> **Pointing entries for named objects**:
§

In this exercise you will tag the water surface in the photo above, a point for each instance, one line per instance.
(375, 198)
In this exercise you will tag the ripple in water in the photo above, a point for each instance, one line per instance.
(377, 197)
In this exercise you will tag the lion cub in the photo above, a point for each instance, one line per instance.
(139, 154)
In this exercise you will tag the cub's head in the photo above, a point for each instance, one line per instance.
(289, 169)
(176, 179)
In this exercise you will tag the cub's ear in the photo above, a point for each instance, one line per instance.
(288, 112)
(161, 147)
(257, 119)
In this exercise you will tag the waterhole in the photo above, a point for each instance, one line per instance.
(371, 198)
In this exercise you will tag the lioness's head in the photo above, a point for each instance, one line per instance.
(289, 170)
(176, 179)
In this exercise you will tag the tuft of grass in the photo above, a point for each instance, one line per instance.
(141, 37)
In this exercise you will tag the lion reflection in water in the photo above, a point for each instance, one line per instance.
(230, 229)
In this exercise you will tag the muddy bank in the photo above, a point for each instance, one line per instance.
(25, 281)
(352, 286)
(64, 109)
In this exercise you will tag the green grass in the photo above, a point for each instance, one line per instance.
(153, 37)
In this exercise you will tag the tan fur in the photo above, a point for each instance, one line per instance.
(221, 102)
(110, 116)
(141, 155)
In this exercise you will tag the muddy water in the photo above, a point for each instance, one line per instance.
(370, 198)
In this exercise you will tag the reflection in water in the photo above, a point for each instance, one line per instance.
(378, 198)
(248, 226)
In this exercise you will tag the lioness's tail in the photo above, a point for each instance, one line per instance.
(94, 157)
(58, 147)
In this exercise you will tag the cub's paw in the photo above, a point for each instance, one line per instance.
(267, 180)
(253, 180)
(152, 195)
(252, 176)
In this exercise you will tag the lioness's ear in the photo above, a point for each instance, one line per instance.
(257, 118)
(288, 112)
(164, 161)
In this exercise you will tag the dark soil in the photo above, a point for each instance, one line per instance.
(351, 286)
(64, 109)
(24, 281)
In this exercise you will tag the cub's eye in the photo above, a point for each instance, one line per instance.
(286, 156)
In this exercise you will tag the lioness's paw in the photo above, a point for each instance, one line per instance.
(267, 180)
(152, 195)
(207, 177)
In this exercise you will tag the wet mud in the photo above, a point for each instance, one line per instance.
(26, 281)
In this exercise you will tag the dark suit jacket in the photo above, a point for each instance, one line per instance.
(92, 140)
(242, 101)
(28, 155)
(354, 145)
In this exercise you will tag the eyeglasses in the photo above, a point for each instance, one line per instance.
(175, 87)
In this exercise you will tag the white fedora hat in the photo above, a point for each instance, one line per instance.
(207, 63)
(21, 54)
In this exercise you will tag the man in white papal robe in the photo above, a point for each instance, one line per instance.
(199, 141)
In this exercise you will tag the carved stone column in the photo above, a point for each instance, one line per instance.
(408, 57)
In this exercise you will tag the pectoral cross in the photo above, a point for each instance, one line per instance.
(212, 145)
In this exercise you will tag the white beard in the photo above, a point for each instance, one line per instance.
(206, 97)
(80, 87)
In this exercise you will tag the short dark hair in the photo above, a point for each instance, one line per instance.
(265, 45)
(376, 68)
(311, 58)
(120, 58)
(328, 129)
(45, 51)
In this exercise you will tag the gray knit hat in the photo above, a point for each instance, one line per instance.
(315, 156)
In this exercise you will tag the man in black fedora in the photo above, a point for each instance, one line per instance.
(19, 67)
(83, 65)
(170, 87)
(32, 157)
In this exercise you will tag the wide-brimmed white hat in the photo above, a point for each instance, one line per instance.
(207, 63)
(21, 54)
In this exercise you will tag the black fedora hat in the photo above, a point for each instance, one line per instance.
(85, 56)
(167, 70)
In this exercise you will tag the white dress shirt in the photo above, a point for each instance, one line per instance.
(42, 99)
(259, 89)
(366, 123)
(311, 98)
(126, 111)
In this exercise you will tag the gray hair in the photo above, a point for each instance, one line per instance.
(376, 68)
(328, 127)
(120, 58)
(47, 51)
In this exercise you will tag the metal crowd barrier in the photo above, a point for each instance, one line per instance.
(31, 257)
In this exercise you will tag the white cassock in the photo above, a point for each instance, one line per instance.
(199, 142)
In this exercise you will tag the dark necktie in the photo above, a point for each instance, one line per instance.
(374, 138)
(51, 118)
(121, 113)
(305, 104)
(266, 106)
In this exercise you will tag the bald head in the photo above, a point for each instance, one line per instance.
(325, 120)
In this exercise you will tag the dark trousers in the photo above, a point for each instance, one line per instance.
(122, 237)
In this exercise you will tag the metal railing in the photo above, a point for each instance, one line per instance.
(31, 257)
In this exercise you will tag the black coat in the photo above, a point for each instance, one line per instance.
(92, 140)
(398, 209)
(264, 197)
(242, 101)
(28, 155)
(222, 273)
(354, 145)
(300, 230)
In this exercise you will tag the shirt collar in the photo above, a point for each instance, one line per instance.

§

> **Task objective**: Can you output every line of the records above as a numbered list, leaving out any blank lines?

> **Finished exercise**:
1. In this exercise you will tag the water surface in the photo above, a point for each instance, one line per instance.
2. (375, 198)
3. In this exercise you will tag the ripple in water in the photo above, a point for each instance, one line per instance.
4. (377, 197)
5. In this exercise you will tag the lion cub in the photo above, a point for each instance, one line per instance.
6. (139, 154)
7. In this exercise you will tag the cub's head in the photo above, a point for each instance, one line per instance.
8. (289, 169)
9. (176, 179)
10. In this exercise you will tag the cub's ear in the photo above, a point for each instance, one line per instance.
11. (288, 112)
12. (161, 147)
13. (257, 119)
14. In this exercise you will tag the waterhole in the photo above, a point for each instance, one line per instance.
15. (371, 198)
16. In this exercise you will tag the lioness's head in the photo above, a point for each instance, one line per instance.
17. (289, 170)
18. (176, 179)
19. In this exercise you will tag the tuft of grass in the photo above, a point for each instance, one line per instance.
20. (141, 37)
21. In this exercise you will tag the lion reflection in water in the photo above, a point for each instance, one line per instance.
22. (230, 229)
23. In this exercise you will tag the muddy bank in the photo above, a point for each instance, one line per instance.
24. (25, 281)
25. (352, 286)
26. (64, 109)
27. In this exercise you will tag the green grass in the photo above, a point for each instance, one line per instance.
28. (153, 37)
29. In this exercise you will tag the tan fur in the photo above, a point for each instance, one line per instance.
30. (221, 102)
31. (110, 116)
32. (141, 155)
33. In this exercise you will tag the muddy water in the photo above, a point for each instance, one line per instance.
34. (370, 198)
35. In this exercise you will tag the reflection in water in the photo above, a point for each instance, one line per instance.
36. (378, 198)
37. (248, 226)
38. In this exercise you will tag the lioness's tail in the photo above, a point for each instance, one line per instance.
39. (94, 157)
40. (58, 147)
41. In this exercise you will tag the cub's paw in the photo above, a point for each instance, one line per instance.
42. (267, 180)
43. (253, 180)
44. (152, 195)
45. (252, 176)
46. In this exercise you will tag the lioness's ear in the photo above, a point for each instance, one line per instance.
47. (257, 118)
48. (288, 112)
49. (164, 161)
50. In this exercise you will tag the dark soil in the photo above, a point for each instance, one line per instance.
51. (351, 286)
52. (64, 109)
53. (24, 281)
54. In this exercise you will tag the cub's eye in the photo above, a point for each instance, one line per instance.
55. (286, 156)
56. In this exercise you will tag the lioness's paw in the photo above, a point for each instance, one line per instance.
57. (267, 180)
58. (152, 195)
59. (207, 177)
60. In this exercise you will tag the wet mud in the photo above, a point for each instance, one line per instance.
61. (26, 281)
62. In this exercise you will tag the dark suit jacket in the photo above, a point for each instance, one line per instance.
63. (92, 140)
64. (242, 101)
65. (28, 155)
66. (354, 145)
67. In this exercise you will tag the eyeglasses in the photo above, a point for each instance, one line per instance.
68. (175, 87)
69. In this exercise you will tag the white fedora hat in the photo above, a point for each instance, one line per instance.
70. (207, 63)
71. (21, 54)
72. In this exercise you will tag the man in white papal robe in the photo above, a point for each instance, one line per instance.
73. (199, 141)
74. In this exercise you will tag the carved stone column in the photo above, a point for each instance, one line per instance.
75. (408, 57)
76. In this exercise you will tag the pectoral cross in the photo above, a point for each instance, one line per instance.
77. (212, 145)
78. In this exercise you will tag the white beard in the photo above, a point for each instance, one line per instance.
79. (206, 97)
80. (80, 87)
81. In this exercise you will tag the short dark hair in the photo above, a point for each instance, one line per instance.
82. (265, 45)
83. (376, 68)
84. (311, 58)
85. (120, 58)
86. (328, 129)
87. (45, 51)
88. In this exercise you will tag the gray knit hat in the photo above, a point for each instance, one line per instance.
89. (315, 156)
90. In this exercise you will tag the man in black fedora in the photo above, a point for each instance, one line per instance.
91. (19, 67)
92. (83, 65)
93. (170, 87)
94. (32, 157)
95. In this exercise you will tag the wide-brimmed white hat in the photo above, a point for each instance, one line per instance.
96. (207, 63)
97. (21, 54)
98. In this exercise you will tag the black fedora hat in the photo above, a point for each instance, one line per instance.
99. (85, 56)
100. (167, 70)
101. In this exercise you will tag the white dress shirt in the photo above, a point for each instance, one line per instance.
102. (42, 99)
103. (259, 89)
104. (366, 123)
105. (311, 98)
106. (126, 111)
107. In this exercise you will tag the gray hair in the photo above, a point for each instance, one line per instance.
108. (376, 68)
109. (328, 127)
110. (120, 58)
111. (47, 51)
112. In this exercise you will tag the metal crowd barrier in the photo above, a point for each instance, one line per instance.
113. (31, 257)
114. In this exercise you will tag the white cassock in the photo above, a point for each instance, one line per instance.
115. (199, 142)
116. In this exercise you will tag the dark necktie in the photo above, a point for each instance, one line per instance.
117. (374, 138)
118. (51, 118)
119. (121, 113)
120. (305, 104)
121. (266, 106)
122. In this exercise you will tag the bald head in the photo above, a point for each instance, one line per instance.
123. (325, 120)
124. In this exercise you will tag the dark trousers in the photo above, a point for each instance, one line per instance.
125. (122, 237)
126. In this exercise you will tag the metal railing in the photo above, a point for each instance, one line per instance.
127. (31, 257)
128. In this exercise you will tag the black coat in the photo above, a point for each instance, one line per instance.
129. (92, 140)
130. (398, 209)
131. (264, 197)
132. (242, 101)
133. (28, 155)
134. (222, 273)
135. (354, 145)
136. (300, 230)
137. In this exercise you will tag the shirt collar in the photo above, a point for each instance, one line per instance.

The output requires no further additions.